## Auszug
********************

Besonders belastende Fragen stellen sich, wenn Eltern ihre Kinder nicht richtig versorgen oder es misshandeln. In weit über 10.000 Fällen im Jahr muss den Eltern die Sorge für ihr Kind entzogen werden. Zu den Voraussetzungen dafür hat das Bundesverfassungsgericht im Jahr 2014 gleich vielfach entschieden – denn selbst wenn die Gefahr für das Kind in manchen Fällen offen erkennbar ist, müssen wegen des erheblichen Grundrechtseingriffs (Art. 6 Abs. 2 GG) hohe verfahrensmäßige Anforderungen eingehalten werden.
Einen weiteren Schwerpunkt der Vorlesung bildet das Verfahren vor dem Familiengericht nach dem FamFG. Denn nicht nur bei den soeben erwähnten Eingriffen des Staates in die elterliche Sorge, sondern auch wenn die Eltern in Streit über die Ausübung der elterlichen Sorge geraten oder ein Elternteil gar das Umgangsrecht des anderen ausschließen will, ist das Verfahren von kaum zu überschätzender Bedeutung. In der Vorlesung wird vermittelt, welche Möglichkeiten zur Ausgestaltung des Verfahrens vor dem Familiengericht bestehen, um möglichst eine Befriedung zwischen den Eltern zu erreichen. und dem Kind so die Möglichkeit eines unbelasteten Kontakts zu beiden Eltern zu ermöglichen.
Die dritte Vorlesung behandelt weitere wichtige Gebiete des Familienrechts: Abstammung, Kindesunterhalt, Adoption und Gewaltschutz.

********************

## Datenübersicht
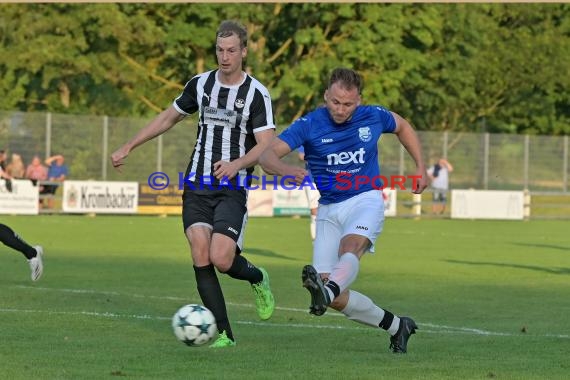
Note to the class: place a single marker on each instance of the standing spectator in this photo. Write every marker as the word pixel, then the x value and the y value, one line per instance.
pixel 16 168
pixel 439 176
pixel 57 172
pixel 3 173
pixel 36 171
pixel 235 124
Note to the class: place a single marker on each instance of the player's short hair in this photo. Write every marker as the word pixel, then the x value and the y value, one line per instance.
pixel 347 78
pixel 228 28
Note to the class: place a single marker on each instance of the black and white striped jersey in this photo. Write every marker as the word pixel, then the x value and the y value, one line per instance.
pixel 228 118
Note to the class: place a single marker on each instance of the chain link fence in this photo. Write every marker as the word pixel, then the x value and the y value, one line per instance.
pixel 481 160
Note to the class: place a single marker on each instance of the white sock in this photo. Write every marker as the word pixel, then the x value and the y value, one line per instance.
pixel 343 274
pixel 313 227
pixel 360 308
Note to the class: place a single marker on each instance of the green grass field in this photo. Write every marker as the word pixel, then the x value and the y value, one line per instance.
pixel 491 298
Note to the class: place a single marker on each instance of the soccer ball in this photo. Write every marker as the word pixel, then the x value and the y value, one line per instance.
pixel 194 325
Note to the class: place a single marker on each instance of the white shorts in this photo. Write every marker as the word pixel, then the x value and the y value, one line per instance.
pixel 313 196
pixel 362 214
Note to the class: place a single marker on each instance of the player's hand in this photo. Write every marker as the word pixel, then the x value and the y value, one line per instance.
pixel 225 169
pixel 118 157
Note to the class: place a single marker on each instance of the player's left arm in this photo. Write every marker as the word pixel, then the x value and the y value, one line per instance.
pixel 409 139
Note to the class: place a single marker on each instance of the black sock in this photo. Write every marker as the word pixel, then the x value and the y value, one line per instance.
pixel 211 294
pixel 242 269
pixel 12 240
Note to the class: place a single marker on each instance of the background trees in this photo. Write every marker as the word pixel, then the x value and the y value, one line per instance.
pixel 457 67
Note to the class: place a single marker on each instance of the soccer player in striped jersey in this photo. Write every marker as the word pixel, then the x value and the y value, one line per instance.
pixel 235 125
pixel 341 149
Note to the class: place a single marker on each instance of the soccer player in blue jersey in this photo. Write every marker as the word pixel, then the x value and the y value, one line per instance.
pixel 341 149
pixel 313 196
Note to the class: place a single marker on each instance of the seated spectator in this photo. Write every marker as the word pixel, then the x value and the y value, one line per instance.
pixel 16 167
pixel 3 173
pixel 57 172
pixel 37 172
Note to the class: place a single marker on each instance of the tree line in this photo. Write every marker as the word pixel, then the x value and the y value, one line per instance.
pixel 500 68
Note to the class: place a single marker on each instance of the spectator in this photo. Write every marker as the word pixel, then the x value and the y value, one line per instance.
pixel 37 172
pixel 57 172
pixel 16 168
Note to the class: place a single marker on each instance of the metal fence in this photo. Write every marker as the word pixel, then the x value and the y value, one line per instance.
pixel 480 160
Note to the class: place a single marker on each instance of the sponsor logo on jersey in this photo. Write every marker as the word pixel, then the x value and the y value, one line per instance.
pixel 344 158
pixel 365 134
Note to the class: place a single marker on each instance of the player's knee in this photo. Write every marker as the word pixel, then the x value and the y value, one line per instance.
pixel 222 263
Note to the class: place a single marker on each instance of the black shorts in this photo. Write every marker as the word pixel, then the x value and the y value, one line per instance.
pixel 223 210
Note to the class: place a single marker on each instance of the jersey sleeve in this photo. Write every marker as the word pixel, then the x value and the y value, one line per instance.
pixel 261 111
pixel 295 135
pixel 187 102
pixel 387 120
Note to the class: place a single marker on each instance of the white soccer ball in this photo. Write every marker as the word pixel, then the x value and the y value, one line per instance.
pixel 194 325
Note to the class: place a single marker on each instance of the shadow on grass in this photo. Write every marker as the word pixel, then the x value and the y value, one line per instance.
pixel 266 253
pixel 549 246
pixel 518 266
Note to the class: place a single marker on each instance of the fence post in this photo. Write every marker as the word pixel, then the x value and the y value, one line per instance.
pixel 105 148
pixel 48 135
pixel 417 207
pixel 565 166
pixel 526 158
pixel 486 161
pixel 526 205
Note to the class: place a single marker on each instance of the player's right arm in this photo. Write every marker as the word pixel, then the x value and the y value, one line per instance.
pixel 160 124
pixel 270 161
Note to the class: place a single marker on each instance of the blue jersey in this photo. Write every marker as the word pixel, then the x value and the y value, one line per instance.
pixel 302 150
pixel 342 158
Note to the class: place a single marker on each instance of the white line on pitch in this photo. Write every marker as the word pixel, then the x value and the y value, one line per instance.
pixel 439 328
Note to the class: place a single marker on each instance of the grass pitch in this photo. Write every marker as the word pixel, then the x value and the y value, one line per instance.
pixel 491 298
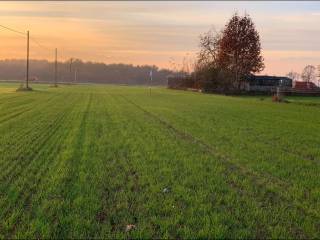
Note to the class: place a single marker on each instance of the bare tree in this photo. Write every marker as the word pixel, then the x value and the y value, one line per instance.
pixel 294 76
pixel 309 73
pixel 240 48
pixel 209 47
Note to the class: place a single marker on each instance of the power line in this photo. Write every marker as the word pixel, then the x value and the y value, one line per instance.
pixel 13 30
pixel 40 45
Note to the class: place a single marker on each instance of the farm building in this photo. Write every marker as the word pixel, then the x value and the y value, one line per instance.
pixel 267 83
pixel 305 86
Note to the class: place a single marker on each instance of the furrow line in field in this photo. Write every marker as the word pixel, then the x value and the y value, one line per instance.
pixel 2 121
pixel 37 143
pixel 39 173
pixel 37 168
pixel 67 178
pixel 259 181
pixel 26 135
pixel 12 106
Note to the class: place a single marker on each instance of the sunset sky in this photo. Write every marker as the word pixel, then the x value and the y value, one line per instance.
pixel 155 32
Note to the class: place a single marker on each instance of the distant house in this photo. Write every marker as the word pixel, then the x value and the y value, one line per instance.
pixel 305 86
pixel 267 83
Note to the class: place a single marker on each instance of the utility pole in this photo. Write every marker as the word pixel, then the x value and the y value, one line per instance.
pixel 150 81
pixel 71 59
pixel 55 68
pixel 75 75
pixel 27 77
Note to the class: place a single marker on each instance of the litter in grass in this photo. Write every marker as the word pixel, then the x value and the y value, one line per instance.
pixel 130 227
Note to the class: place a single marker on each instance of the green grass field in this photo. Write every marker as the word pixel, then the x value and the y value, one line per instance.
pixel 86 161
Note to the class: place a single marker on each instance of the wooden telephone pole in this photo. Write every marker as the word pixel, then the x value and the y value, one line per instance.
pixel 55 68
pixel 27 75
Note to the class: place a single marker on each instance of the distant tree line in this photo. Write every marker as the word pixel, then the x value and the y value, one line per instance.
pixel 226 58
pixel 84 72
pixel 309 74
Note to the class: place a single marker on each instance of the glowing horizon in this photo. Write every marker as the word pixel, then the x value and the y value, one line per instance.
pixel 152 33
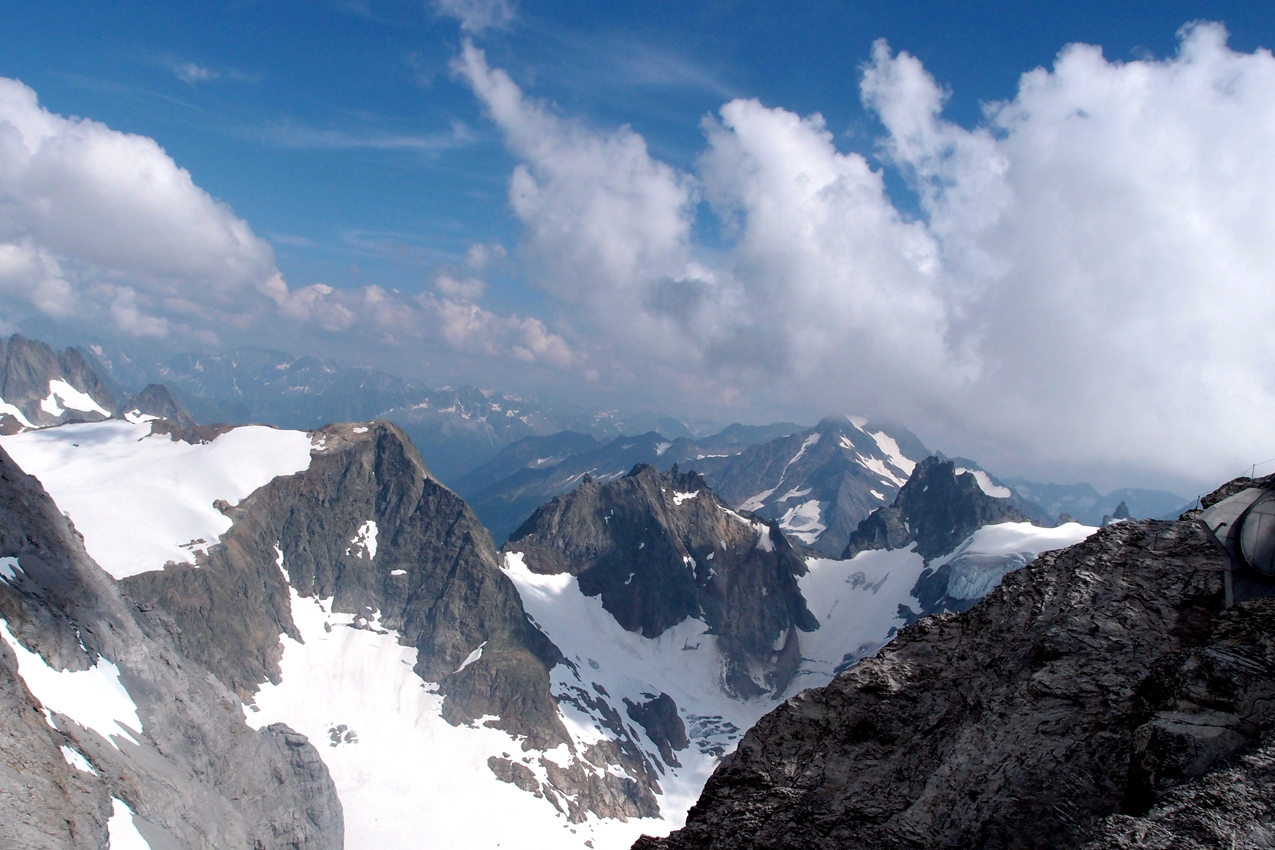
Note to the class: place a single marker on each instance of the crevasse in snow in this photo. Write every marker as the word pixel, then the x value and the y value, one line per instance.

********************

## Aufgabenstellung
- 1) In welchem Jahr hat das Bundesverfassungsgericht laut dem Auszug zum Familienrecht vielfach über die Voraussetzungen für den Entzug der elterlichen Sorge entschieden?
- 2) Nenne alle Gebiete des Familienrechts, die laut dem Auszug zum Familienrecht in der dritten Vorlesung behandelt werden.
- 3) Schreibe den Auszug zum Familienrecht im Anschluss an seinen letzten Satz weiter.
Die Datensätze stammen aus einer anderen Quelle.

## Geordnete Antworten
- 1) Im Jahr 2014.

- 2) Abstammung, Kindesunterhalt, Adoption und Gewaltschutz.

- 3)
Zuletzt waren vor allem die modernen Fortpflanzungsmethoden Gegenstand wichtiger Gerichtsentscheidungen und anhaltender Debatten. Wann darf das Kind die Identität des Samenspenders erfahren? Kann dieser gegen seinen Willen zum rechtlichen Vater werden, und muss er dann Unterhaltsleistungen erbringen? Sollte auch die Eizellenspende legalisiert werden? Und wie geht man damit um, wenn Kinder im Ausland mittels Eizellenspende und/oder Leihmutterschaft geboren worden sind? Hier entstehen spannende Fragen der Abstammung, aber auch des Adoptionsrechts.
Auch der Kindesunterhalt ist Gegenstand vieler familienrechtlicher Streitigkeiten. Lebt die Familie zusammen, stellt sich die Frage nach dem Unterhalt für minderjährige Kinder nicht. Trennen sich die Eltern hingegen oder leben gar nicht erst zusammen, ist der Elternteil, welcher das Kind nicht in seiner Obhut hat, zur Leistung von Kindesunterhalt in Geld verpflichtet. Dieser ist zwar gesetzlich vorgeschrieben, doch es ergeben sich in Abhängigkeit vieler Faktoren einige Besonderheiten. Wie viel darf der Leistende im Zweifel selbst behalten? Wer bekommt wie viel, wenn es mehrere Kinder aus mehreren Beziehungen gibt? Auch kann ein Kind trotz Volljährigkeit unterhaltsberechtigt sein. Hier fragt sich dann z.B., wie lange es studieren und wie oft es die Ausbildung wechseln darf, ohne dass es seinen Unterhaltsanspruch verliert.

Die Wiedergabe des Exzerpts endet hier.